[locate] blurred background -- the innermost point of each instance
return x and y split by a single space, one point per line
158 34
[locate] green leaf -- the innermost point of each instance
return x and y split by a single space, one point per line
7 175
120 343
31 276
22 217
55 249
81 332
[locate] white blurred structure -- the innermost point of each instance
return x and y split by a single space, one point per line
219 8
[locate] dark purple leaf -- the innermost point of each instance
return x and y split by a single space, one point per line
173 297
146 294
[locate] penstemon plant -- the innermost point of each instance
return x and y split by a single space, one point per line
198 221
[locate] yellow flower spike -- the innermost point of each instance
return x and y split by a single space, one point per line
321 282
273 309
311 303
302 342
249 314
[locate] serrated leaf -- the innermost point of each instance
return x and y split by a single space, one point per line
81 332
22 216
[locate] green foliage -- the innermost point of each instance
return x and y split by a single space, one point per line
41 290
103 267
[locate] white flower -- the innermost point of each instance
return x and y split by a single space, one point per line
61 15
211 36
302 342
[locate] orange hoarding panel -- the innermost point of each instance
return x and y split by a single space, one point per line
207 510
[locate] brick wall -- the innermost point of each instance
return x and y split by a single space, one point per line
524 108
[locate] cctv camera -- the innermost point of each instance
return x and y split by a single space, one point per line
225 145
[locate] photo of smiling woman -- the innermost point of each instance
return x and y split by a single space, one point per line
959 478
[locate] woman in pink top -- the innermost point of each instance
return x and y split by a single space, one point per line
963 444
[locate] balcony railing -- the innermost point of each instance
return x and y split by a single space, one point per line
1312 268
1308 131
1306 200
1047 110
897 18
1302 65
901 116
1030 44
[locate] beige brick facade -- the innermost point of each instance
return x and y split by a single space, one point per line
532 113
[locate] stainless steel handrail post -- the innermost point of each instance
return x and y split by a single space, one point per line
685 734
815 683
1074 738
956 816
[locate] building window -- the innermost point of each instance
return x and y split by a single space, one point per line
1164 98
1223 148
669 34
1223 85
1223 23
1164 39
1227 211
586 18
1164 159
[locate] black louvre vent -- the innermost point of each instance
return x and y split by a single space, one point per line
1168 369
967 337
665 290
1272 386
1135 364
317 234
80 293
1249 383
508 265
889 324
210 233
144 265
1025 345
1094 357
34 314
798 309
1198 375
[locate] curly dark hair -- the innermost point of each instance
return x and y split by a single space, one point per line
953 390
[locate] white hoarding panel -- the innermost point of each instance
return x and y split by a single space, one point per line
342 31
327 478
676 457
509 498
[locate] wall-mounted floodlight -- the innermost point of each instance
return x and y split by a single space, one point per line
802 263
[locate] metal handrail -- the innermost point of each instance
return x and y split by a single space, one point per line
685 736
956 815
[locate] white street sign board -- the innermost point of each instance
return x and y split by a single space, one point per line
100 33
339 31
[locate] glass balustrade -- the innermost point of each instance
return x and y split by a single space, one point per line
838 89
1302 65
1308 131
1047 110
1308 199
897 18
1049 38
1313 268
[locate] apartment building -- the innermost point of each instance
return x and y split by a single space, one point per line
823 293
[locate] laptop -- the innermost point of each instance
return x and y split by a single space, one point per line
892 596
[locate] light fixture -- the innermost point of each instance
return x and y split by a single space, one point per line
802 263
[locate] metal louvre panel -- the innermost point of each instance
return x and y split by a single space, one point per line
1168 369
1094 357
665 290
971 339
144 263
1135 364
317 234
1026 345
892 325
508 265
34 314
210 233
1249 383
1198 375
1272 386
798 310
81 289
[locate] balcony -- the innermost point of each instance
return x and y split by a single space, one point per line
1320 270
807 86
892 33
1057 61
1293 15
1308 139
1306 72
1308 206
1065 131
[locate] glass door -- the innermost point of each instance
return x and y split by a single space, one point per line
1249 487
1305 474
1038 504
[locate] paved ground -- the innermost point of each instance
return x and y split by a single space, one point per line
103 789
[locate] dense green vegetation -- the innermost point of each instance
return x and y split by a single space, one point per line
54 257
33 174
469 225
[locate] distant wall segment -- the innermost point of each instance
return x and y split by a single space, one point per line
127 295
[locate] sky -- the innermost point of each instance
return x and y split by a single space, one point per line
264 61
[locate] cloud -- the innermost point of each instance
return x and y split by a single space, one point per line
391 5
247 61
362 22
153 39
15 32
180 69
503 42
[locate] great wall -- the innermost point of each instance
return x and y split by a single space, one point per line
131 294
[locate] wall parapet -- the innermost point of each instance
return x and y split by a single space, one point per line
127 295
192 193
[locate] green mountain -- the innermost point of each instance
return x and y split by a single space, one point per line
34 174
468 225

▬▬▬

> Assignment: Go through the records line by line and count those containing the string "brick". Give only the total.

> Written solution: 2